Doch vor allem legt „Juliette“ Wert auf persönliche Kontakte. Auf gut hundert Quadratmetern Bücherwände bis hoch an die Decke. Die Atmosphäre erinnert eher ans heimische Wohnzimmer als an Kommerz. Offene Regale, keine handelsübliche Folienhaut über den Büchern wahrt Distanz. Altertumswissenschaft, Philosophie, Literatur- und Kulturwissenschaft, Semesterliteratur, Publikationen von Kleinverlagen bilden den Schwerpunkt. Wer sucht, der findet schnell. Von A bis Z. Verführung aber auch zum Schmökern, Festlesen. Wer etwas Muße mitbringt, läßt sich vielleicht auf dem Biedermeier-Sofa nieder und vertieft sich bei einem Kaffee in die Lektüre. Nur, hier kredenzt ihn nicht die Dame des Hauses.

• _DATENZEILEN_
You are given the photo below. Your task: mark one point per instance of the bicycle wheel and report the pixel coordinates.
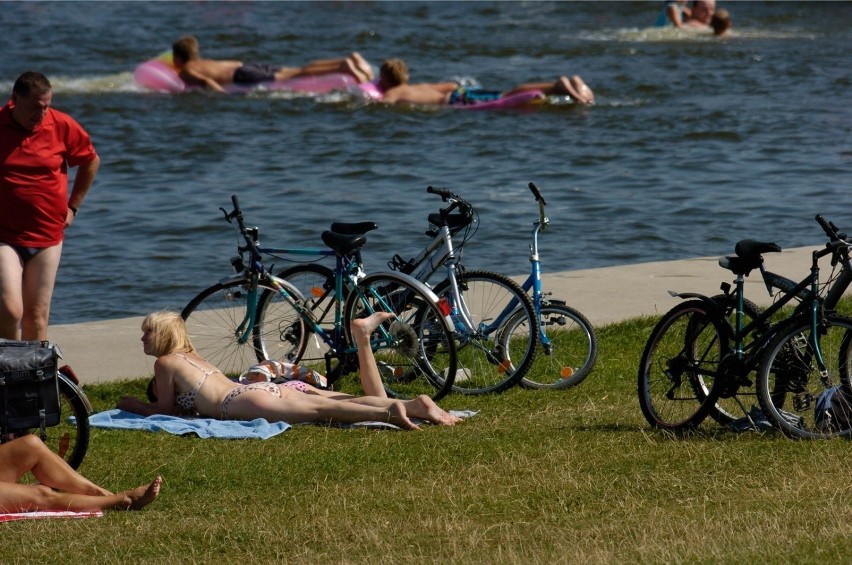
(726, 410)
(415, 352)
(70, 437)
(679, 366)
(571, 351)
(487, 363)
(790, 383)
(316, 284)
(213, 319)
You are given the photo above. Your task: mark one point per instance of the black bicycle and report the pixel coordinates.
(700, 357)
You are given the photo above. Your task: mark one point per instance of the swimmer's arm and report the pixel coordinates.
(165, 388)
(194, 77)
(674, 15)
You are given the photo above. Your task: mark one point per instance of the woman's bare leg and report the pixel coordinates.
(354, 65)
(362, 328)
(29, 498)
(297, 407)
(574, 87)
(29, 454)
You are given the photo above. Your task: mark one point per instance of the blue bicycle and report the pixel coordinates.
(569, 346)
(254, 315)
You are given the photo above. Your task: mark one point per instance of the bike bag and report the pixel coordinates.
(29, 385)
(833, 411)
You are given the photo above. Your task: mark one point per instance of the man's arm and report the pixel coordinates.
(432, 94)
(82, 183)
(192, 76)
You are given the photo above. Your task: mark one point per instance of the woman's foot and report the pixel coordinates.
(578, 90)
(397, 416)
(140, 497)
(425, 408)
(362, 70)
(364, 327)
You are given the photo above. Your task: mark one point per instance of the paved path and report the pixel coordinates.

--

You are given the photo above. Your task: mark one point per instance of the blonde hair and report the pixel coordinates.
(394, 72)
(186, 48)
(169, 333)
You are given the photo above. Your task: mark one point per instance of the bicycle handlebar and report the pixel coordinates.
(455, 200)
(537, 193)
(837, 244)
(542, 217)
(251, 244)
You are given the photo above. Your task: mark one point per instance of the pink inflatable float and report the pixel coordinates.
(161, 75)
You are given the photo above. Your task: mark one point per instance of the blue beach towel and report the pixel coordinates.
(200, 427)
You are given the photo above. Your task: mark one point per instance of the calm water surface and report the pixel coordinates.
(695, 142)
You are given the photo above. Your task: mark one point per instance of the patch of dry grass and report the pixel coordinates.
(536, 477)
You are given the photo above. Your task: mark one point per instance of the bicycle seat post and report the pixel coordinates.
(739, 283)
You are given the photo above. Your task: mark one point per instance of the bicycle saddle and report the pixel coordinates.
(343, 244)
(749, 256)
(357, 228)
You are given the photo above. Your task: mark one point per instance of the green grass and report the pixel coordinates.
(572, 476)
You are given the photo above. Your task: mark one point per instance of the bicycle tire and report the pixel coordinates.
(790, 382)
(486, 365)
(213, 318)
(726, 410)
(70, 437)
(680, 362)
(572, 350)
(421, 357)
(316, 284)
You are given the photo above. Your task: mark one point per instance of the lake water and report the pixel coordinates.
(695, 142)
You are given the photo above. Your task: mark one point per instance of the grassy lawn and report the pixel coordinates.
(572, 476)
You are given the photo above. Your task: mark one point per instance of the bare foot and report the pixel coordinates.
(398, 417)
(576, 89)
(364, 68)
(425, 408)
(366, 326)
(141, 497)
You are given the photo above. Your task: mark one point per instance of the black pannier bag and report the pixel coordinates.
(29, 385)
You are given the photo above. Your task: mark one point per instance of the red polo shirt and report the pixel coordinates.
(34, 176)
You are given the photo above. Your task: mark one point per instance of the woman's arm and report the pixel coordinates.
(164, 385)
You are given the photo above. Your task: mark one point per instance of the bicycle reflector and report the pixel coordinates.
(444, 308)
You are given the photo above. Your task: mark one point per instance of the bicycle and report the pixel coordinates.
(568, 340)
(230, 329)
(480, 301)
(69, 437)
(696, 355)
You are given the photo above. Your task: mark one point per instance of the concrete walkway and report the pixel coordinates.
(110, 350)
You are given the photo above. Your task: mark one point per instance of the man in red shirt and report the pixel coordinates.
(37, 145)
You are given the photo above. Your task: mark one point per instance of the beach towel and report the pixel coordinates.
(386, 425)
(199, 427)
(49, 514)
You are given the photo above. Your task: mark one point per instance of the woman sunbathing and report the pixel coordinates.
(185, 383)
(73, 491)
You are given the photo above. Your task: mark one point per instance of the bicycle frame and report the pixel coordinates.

• _AUFGABENLISTE_
(1) Beantworten Sie anhand des ausgewählten Textabschnitts folgende Fragen:
(a) Worauf legt „Juliette“ laut Textabschnitt vor allem Wert?
(b) Wie groß ist die Fläche mit den Bücherwänden?
(c) Auf welchem Möbelstück kann man sich niederlassen?
(2) Schreiben Sie aus den Einträgen alles von der Zeile mit „sunbathing and report the pixel coordinates.“ bis hinunter zur Zeile mit „frame and report the pixel coordinates.“ vollständig ab. Erhöhen Sie dabei jede Zahl in den Pixelkoordinaten um 82.
Der Textabschnitt und die Einträge hängen inhaltlich nicht miteinander zusammen.

• _ERGEBNISSE DER AUFGABEN_
(1)
(a) Auf persönliche Kontakte.
(b) Gut hundert Quadratmeter.
(c) Auf dem Biedermeier-Sofa.

(2)
You are given the photo above. Your task: mark one point per instance of the woman sunbathing and report the pixel coordinates.
(267, 465)
(155, 573)
You are given the photo above. Your task: mark one point per instance of the bicycle frame and report the pixel coordinates.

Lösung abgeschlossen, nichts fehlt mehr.